** Text provided **
=====

NFL vs. High School Concussion Protocol

NFL vs. High School Concussion Protocol

Written by Ava Lamb, Sports Editor

Where do we draw the line between player safety and how many points you should score? On September 29th, Miami Dolphins Quarterback, Tua Tagovailoa, got sacked and hit his head. Rushed to the locker room, Tagovailoa was diagnosed with a minor back injury which allowed him to back in the game. Only 4 days later did he get hit again putting him in critical condition. The doctor diagnosing him incorrectly with the back injury earlier was then fired and the NFL was left wondering how to fix players getting diagnosed incorrectly.

 On October 1st, they decided to change the parameters on the concussion protocol. But what does that mean for football? That only now things have changed? That before it was more important to win then have better players benched? Now bring it back to our football team, the Lockport Township football team. What safety protocols do we have? Are they safe? Or do they have the same problem the NFL just faced and quickly fixed? 

 Due to the lawsuit between Alex Pierscionek and the IHSA, the Association was obligated to change their protocol to now having to screen players and teach kids about concussions. They also made a rule that if they feel any dizziness, loss of balance, or confusion they must sit out the rest of the game until a medical professional can assess the player. Pretty good right? Not able to play until seen by a doctor. 

Well what about the NFL concussion protocol? If a player is diagnosed with Ataxia, which is a condition in which one may be experiencing any stability issues, motor problems, or having trouble speaking, you are benched until they get better care. Pretty similar right? So what do you think? Should High Schools fix one tiny rule to be similar to the NFL?

=====

** Source material **
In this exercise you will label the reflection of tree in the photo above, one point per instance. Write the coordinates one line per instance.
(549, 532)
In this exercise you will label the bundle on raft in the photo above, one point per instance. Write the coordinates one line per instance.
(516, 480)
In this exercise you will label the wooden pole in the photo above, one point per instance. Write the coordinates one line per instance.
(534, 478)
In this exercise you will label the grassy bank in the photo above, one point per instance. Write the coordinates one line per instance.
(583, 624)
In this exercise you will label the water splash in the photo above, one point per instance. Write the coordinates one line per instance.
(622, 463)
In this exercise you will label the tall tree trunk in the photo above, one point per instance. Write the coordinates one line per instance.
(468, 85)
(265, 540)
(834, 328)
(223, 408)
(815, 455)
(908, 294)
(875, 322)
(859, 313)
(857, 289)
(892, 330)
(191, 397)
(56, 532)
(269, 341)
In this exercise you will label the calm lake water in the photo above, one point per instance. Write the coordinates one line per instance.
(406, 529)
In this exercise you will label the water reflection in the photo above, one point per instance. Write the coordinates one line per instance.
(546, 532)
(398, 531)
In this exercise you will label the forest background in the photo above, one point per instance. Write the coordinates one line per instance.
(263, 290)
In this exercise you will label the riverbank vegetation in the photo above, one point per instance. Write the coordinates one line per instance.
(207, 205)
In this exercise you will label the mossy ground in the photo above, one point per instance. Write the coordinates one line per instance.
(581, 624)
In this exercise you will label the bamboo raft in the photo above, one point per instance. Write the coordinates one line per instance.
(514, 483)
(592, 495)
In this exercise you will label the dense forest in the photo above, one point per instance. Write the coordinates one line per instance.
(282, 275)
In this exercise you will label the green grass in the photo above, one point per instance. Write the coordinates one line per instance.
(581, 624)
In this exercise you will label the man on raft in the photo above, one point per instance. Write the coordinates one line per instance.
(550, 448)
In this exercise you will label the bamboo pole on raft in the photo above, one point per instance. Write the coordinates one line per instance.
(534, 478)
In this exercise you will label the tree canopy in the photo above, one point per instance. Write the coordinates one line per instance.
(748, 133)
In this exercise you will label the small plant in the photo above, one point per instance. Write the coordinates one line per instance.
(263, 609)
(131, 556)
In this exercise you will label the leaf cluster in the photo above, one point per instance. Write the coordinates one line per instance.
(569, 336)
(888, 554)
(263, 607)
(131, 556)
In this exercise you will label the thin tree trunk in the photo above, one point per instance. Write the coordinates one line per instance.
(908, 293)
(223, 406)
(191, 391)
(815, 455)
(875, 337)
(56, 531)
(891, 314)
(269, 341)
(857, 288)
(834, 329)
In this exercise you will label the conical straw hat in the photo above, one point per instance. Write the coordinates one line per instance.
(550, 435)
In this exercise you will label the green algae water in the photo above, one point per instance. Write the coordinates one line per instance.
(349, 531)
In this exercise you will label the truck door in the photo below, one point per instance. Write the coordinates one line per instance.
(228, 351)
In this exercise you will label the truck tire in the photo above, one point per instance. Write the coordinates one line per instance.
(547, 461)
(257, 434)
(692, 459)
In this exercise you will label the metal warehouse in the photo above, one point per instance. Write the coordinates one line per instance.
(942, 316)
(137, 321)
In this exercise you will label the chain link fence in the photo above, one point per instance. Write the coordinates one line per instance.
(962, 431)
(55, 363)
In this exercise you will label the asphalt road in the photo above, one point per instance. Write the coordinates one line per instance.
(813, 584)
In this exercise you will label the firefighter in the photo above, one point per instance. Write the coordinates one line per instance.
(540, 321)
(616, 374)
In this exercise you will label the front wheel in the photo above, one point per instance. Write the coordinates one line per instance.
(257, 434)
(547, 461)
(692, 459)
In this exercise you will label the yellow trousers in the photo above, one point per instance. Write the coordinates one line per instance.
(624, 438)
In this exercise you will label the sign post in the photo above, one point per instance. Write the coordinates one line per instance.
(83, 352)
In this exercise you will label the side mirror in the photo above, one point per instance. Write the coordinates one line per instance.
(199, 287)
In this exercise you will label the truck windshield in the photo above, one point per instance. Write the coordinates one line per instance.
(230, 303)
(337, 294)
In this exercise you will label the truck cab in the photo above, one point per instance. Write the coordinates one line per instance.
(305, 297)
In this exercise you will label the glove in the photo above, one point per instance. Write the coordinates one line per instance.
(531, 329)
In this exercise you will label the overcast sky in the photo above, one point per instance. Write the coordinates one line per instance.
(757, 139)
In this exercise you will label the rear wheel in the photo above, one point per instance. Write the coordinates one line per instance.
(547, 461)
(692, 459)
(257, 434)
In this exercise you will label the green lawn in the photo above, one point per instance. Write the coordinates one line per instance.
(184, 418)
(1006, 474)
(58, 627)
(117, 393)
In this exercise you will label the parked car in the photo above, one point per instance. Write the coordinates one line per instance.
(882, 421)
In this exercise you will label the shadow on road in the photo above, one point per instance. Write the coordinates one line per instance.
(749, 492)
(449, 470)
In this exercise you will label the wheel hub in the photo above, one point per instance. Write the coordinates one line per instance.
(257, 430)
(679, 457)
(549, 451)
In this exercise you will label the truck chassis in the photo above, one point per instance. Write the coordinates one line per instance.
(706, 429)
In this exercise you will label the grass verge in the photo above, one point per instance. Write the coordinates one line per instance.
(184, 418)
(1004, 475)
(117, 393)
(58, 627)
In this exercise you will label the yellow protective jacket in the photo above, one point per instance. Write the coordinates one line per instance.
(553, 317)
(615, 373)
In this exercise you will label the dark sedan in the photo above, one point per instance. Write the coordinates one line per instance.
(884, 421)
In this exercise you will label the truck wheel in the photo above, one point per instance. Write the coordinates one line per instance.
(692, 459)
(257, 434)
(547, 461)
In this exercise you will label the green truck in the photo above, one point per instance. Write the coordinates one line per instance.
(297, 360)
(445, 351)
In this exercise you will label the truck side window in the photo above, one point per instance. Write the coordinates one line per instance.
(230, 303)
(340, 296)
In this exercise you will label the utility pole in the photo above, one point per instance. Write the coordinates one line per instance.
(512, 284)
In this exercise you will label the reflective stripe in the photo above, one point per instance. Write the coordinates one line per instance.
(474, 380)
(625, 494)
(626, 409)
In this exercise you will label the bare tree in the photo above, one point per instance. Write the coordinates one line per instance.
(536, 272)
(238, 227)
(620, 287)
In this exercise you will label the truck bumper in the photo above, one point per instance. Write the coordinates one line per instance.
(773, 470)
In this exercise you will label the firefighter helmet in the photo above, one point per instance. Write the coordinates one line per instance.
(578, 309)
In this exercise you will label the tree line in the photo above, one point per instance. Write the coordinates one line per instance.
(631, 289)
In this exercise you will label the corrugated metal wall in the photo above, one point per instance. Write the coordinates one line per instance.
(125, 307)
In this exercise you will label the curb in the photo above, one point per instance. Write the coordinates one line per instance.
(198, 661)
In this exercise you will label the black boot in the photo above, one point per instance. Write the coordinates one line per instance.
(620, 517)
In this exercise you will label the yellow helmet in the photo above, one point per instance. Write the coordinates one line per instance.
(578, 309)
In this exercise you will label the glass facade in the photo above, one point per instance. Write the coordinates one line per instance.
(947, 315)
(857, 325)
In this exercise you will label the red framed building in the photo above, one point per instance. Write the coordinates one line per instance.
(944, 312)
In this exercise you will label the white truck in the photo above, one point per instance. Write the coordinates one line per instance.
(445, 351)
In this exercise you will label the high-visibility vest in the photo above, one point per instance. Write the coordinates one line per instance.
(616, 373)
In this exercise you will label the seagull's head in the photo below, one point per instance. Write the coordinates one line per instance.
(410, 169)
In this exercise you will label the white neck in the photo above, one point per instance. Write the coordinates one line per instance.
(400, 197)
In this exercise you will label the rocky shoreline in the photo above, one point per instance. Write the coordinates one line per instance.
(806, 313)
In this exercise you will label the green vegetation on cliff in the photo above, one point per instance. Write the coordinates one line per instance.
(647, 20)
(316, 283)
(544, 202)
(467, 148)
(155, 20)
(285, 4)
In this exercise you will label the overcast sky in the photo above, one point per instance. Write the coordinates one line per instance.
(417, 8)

=====

** Problem statement **
Repeat the full article above comparing NFL and high school concussion protocols, word for word.

** Task result **
NFL vs. High School Concussion Protocol

NFL vs. High School Concussion Protocol

Written by Ava Lamb, Sports Editor

Where do we draw the line between player safety and how many points you should score? On September 29th, Miami Dolphins Quarterback, Tua Tagovailoa, got sacked and hit his head. Rushed to the locker room, Tagovailoa was diagnosed with a minor back injury which allowed him to back in the game. Only 4 days later did he get hit again putting him in critical condition. The doctor diagnosing him incorrectly with the back injury earlier was then fired and the NFL was left wondering how to fix players getting diagnosed incorrectly.

 On October 1st, they decided to change the parameters on the concussion protocol. But what does that mean for football? That only now things have changed? That before it was more important to win then have better players benched? Now bring it back to our football team, the Lockport Township football team. What safety protocols do we have? Are they safe? Or do they have the same problem the NFL just faced and quickly fixed? 

 Due to the lawsuit between Alex Pierscionek and the IHSA, the Association was obligated to change their protocol to now having to screen players and teach kids about concussions. They also made a rule that if they feel any dizziness, loss of balance, or confusion they must sit out the rest of the game until a medical professional can assess the player. Pretty good right? Not able to play until seen by a doctor. 

Well what about the NFL concussion protocol? If a player is diagnosed with Ataxia, which is a condition in which one may be experiencing any stability issues, motor problems, or having trouble speaking, you are benched until they get better care. Pretty similar right? So what do you think? Should High Schools fix one tiny rule to be similar to the NFL?